> Source passage
★ ★ ★ ★

Start, silence, light?, music?, then suddenly, there are a handful of characters each walking on stage with a determination in their zigzaggy path. But this must be already a good few minutes into the play. Two characters dressed in white are giggling as they stroll arm in arm amidst traipsing others. Chatting, asking: ‘Have you ever kissed anyone at the club without asking?’ Eurydice has entered the scene - two Eurydices.

Doubled, doubly impersonated, mirrored and paired variations.

A mirror as large as the stage itself is suspended at a forty-five-degree angle above it, doubling again, what is seen.

Orpheus, now also on stage (or was he already before?), now also in twos, now also seeing Eurydice, now gazing at her, now killing her, now killing both, unwillingly.

The underworld, unearthed by theatre technicians, is revealed underneath the stage. Stage flooring is peeled away, quietly, faintly hidden from the audience by a thin, white curtain onto which a series of images of historic depictions of Orpheus as well as contemporary kins are projected.

Orpheus, not the Greek one alone, but also Kid Death from Samuel R. Delaney’s The Einstein Intersection, and those who aren’t known as Orpheus, whose names are different, whose kinship flows through the likeness of attitude - seeking, indulging, hopeless, passionate.

Once the curtain is pulled back again, the underworld is revealed. A large hole in the stage, a black canvas in the gigantic mirror as seen from above. In it, in its doubled image, movement and composition of red dress, white dress, white dress, white light, and the roots of two real ass trees at the top mark this space as the underworld, painterly so.

★ ★ ★ ★

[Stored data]
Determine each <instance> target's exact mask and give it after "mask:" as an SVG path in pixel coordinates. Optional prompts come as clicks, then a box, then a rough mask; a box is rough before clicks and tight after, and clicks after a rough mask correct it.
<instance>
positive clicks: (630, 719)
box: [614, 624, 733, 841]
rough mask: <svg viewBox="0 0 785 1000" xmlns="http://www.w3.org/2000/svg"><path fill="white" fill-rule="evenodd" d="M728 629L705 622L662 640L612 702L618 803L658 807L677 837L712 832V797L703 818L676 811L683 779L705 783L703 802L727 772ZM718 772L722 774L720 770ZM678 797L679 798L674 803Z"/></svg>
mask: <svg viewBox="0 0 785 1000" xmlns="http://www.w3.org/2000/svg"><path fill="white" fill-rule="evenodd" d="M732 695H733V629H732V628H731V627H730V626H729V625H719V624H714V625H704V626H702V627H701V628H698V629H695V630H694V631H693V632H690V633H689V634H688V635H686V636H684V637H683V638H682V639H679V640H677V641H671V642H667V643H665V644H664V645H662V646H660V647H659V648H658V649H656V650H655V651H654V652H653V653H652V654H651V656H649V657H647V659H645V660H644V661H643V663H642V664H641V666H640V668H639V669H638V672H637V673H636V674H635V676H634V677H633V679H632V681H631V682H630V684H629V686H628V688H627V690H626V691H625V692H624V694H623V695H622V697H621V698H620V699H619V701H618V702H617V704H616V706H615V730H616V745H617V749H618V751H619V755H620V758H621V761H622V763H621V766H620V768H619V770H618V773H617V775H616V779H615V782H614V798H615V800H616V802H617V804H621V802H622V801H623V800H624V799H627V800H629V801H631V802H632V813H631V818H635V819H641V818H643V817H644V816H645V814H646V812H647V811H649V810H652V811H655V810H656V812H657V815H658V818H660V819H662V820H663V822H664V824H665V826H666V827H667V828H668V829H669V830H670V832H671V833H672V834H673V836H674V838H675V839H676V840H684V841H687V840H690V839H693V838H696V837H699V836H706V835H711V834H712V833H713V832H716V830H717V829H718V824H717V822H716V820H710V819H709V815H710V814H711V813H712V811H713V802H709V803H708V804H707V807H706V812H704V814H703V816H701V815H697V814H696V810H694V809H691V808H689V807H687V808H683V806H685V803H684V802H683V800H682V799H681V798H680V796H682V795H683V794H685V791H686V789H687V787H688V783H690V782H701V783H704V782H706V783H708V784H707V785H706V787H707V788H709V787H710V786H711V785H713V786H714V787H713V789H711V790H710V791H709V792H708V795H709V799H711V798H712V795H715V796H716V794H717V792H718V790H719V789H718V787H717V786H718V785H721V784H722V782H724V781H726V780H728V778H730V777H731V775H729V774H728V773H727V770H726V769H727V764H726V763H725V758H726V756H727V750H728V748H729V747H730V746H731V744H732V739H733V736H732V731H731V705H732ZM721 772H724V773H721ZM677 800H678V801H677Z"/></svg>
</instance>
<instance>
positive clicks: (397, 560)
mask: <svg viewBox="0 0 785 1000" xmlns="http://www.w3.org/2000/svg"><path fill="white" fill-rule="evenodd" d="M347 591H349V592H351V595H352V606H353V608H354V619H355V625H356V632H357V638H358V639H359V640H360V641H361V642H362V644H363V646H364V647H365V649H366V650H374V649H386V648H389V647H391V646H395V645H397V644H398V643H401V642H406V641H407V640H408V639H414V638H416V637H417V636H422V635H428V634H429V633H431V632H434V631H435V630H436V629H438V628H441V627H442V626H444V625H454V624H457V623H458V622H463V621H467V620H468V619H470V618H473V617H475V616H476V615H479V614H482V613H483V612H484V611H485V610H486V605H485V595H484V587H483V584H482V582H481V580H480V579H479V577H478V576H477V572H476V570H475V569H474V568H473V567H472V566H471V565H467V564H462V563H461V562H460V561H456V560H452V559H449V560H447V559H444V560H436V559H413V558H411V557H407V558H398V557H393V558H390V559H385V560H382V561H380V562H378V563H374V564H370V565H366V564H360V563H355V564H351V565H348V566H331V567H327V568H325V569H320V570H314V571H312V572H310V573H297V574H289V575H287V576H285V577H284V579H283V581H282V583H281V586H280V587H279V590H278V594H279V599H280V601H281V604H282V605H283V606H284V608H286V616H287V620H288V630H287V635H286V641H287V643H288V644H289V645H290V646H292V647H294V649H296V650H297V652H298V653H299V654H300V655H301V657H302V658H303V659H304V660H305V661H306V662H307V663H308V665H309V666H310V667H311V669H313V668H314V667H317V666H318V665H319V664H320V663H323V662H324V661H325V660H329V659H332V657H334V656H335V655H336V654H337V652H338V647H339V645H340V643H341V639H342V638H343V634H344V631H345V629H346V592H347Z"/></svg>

★ ★ ★ ★

> Exercise objective
Duplicate the part of the passage on the Orpheus staging starting at "A mirror as" and ending at "killing both, unwillingly.". The listing is separate material with no connection to the text that comes before it.

> Task result
A mirror as large as the stage itself is suspended at a forty-five-degree angle above it, doubling again, what is seen.

Orpheus, now also on stage (or was he already before?), now also in twos, now also seeing Eurydice, now gazing at her, now killing her, now killing both, unwillingly.